BEGIN Dataset extract

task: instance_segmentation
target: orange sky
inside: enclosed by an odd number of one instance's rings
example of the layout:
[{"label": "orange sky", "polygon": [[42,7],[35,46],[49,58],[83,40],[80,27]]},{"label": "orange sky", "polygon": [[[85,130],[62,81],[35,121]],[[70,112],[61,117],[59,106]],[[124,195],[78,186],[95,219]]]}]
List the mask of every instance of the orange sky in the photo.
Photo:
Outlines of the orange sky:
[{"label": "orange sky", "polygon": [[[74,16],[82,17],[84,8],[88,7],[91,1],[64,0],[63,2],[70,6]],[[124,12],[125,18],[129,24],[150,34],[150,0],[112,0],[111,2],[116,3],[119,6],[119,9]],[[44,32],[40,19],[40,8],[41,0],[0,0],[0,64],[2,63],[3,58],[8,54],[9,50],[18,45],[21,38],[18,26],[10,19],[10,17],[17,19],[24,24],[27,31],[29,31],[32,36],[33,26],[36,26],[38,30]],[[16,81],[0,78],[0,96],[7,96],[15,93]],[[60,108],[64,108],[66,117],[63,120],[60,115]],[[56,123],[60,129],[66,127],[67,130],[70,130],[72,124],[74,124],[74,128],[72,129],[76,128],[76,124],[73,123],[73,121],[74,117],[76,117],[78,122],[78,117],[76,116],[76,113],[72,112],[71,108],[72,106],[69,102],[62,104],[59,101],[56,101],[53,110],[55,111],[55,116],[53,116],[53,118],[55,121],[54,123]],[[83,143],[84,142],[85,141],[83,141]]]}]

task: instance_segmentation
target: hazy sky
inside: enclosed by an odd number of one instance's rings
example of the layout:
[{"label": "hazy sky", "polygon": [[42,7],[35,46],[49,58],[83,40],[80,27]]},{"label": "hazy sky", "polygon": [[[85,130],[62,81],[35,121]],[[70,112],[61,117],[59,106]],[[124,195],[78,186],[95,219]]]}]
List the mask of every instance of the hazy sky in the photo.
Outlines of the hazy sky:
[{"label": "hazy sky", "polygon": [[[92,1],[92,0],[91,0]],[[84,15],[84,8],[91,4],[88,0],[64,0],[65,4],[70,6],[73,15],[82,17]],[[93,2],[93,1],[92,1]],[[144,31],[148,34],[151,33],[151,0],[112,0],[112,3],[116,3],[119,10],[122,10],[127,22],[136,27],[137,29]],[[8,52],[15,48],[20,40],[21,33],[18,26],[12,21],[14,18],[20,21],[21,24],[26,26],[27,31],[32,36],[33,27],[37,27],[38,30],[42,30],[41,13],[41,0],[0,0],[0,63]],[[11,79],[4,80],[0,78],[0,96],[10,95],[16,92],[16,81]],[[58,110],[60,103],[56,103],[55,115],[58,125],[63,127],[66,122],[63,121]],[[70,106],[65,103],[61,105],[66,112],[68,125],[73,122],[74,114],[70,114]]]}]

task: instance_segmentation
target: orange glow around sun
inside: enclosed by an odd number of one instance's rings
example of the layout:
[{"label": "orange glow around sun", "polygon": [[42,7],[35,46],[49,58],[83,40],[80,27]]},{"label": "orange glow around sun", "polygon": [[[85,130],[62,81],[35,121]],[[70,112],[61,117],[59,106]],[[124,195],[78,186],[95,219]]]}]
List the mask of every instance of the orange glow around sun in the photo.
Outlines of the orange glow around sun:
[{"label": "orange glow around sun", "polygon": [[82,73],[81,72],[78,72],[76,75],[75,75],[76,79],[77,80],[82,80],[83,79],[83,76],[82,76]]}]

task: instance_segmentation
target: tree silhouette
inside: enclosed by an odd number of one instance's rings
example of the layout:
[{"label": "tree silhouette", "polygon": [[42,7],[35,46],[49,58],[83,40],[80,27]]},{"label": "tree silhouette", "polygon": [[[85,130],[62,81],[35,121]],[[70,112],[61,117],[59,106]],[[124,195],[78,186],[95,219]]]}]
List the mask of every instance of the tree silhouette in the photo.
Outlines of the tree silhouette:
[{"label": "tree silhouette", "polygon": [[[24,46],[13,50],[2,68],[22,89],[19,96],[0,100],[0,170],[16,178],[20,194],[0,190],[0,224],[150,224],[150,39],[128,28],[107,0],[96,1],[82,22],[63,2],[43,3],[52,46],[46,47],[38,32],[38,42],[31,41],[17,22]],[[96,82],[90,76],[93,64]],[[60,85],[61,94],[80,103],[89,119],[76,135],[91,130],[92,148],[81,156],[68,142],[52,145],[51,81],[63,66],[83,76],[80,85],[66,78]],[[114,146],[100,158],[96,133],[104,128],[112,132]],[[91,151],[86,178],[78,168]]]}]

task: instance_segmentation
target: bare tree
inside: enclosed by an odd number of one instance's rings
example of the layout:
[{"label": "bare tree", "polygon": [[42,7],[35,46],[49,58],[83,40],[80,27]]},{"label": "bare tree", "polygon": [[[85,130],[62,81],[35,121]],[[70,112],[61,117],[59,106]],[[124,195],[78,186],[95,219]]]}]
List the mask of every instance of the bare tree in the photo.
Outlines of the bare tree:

END Dataset extract

● Direction
Restate every line of the data word for word.

● Solved exercise
task: instance_segmentation
target: orange sky
inside: enclosed by an odd number of one instance's rings
example of the layout:
[{"label": "orange sky", "polygon": [[42,7],[35,46],[49,58],[83,40],[80,27]]},{"label": "orange sky", "polygon": [[[85,130],[62,81],[35,121]],[[70,112],[61,117],[59,106]],[[124,195],[78,186],[95,219]]]}]
List the mask of every instance of the orange sky in the photo.
Photo:
Outlines of the orange sky:
[{"label": "orange sky", "polygon": [[[74,16],[82,17],[84,8],[88,7],[91,1],[64,0],[63,2],[70,6]],[[124,12],[125,18],[129,24],[150,34],[150,0],[112,0],[111,2],[116,3],[119,6],[119,9]],[[44,32],[40,19],[40,8],[41,0],[0,0],[0,64],[2,63],[3,58],[8,54],[9,50],[18,45],[21,38],[18,26],[10,19],[10,17],[17,19],[24,24],[27,31],[29,31],[32,36],[33,26],[36,26],[38,30]],[[16,81],[0,78],[0,96],[7,96],[15,93]],[[60,108],[64,108],[66,117],[63,120],[60,115]],[[56,123],[60,129],[66,127],[67,130],[70,130],[72,124],[74,124],[74,128],[72,129],[76,128],[76,124],[73,123],[73,121],[74,117],[76,117],[78,122],[78,117],[76,116],[76,113],[72,112],[71,108],[72,106],[69,102],[62,104],[59,101],[56,101],[53,110],[55,111],[55,116],[53,116],[53,118],[55,121],[54,123]],[[83,143],[84,142],[85,141],[83,141]]]}]

task: instance_segmentation
target: hazy sky
inside: enclosed by an odd number of one instance's rings
example of the layout:
[{"label": "hazy sky", "polygon": [[42,7],[35,46],[49,58],[83,40],[80,27]]},{"label": "hazy sky", "polygon": [[[85,130],[62,81],[35,121]],[[70,112],[61,117],[59,106]],[[124,195],[78,186],[95,219]]]}]
List the mask of every instance of the hazy sky in the photo.
Outlines of the hazy sky:
[{"label": "hazy sky", "polygon": [[[92,1],[92,0],[91,0]],[[84,15],[84,8],[91,4],[88,0],[64,0],[65,4],[70,6],[73,15],[82,17]],[[93,2],[93,1],[92,1]],[[144,31],[148,34],[151,33],[151,0],[112,0],[112,3],[116,3],[119,10],[122,10],[127,22],[136,27],[137,29]],[[8,52],[15,48],[20,40],[21,33],[18,26],[12,21],[14,18],[20,21],[21,24],[26,26],[27,31],[32,36],[33,27],[37,27],[38,30],[42,30],[41,13],[41,0],[0,0],[0,63]],[[11,79],[4,80],[0,78],[0,96],[10,95],[16,92],[16,81]],[[58,110],[60,103],[56,103],[55,115],[58,125],[63,127],[66,122],[63,121]],[[70,106],[65,103],[61,105],[66,112],[68,125],[73,122],[74,114],[70,114]]]}]

task: instance_segmentation
target: orange glow around sun
inside: enclosed by an odd number of one instance's rings
example of the layout:
[{"label": "orange glow around sun", "polygon": [[42,7],[35,46],[49,58],[83,40],[80,27]]},{"label": "orange glow around sun", "polygon": [[[85,130],[62,81],[35,121]],[[70,112],[61,117],[59,106]],[[124,195],[78,186],[95,219]]]}]
List the mask of every instance of the orange glow around sun in the photo.
Outlines of the orange glow around sun:
[{"label": "orange glow around sun", "polygon": [[82,73],[81,72],[78,72],[76,75],[75,75],[76,79],[77,80],[82,80],[83,79],[83,76],[82,76]]}]

task: instance_segmentation
target: tree silhouette
inside: enclosed by an odd number of one instance's rings
example of the layout:
[{"label": "tree silhouette", "polygon": [[42,7],[35,46],[49,58],[83,40],[80,27]]},{"label": "tree silhouette", "polygon": [[[85,130],[62,81],[35,121]],[[70,112],[61,117],[59,106]],[[124,195],[78,186],[95,219]]]}]
List the mask of every instance of the tree silhouette in the photo.
Outlines of the tree silhouette:
[{"label": "tree silhouette", "polygon": [[[24,46],[13,50],[2,68],[22,89],[19,96],[0,100],[0,170],[16,178],[20,194],[0,190],[0,224],[150,224],[150,39],[128,28],[107,0],[96,1],[82,22],[63,2],[43,3],[52,46],[46,47],[38,32],[38,42],[31,41],[17,22]],[[96,82],[90,76],[93,64]],[[60,85],[61,94],[80,103],[89,119],[76,135],[91,130],[92,148],[81,156],[68,142],[52,145],[51,81],[63,66],[83,76],[80,85],[66,78]],[[114,146],[100,158],[96,133],[104,128],[112,132]],[[91,151],[86,178],[78,168]]]}]

task: instance_segmentation
target: bare tree
inside: enclosed by an odd number of one instance's rings
example of the layout:
[{"label": "bare tree", "polygon": [[42,7],[35,46],[49,58],[83,40],[80,27]]},{"label": "bare tree", "polygon": [[[85,130],[62,81],[35,121]],[[70,112],[61,117],[59,106]],[[124,195],[78,186],[95,219]]]}]
List the mask of every instance of the bare tree in the photo.
Outlines of the bare tree:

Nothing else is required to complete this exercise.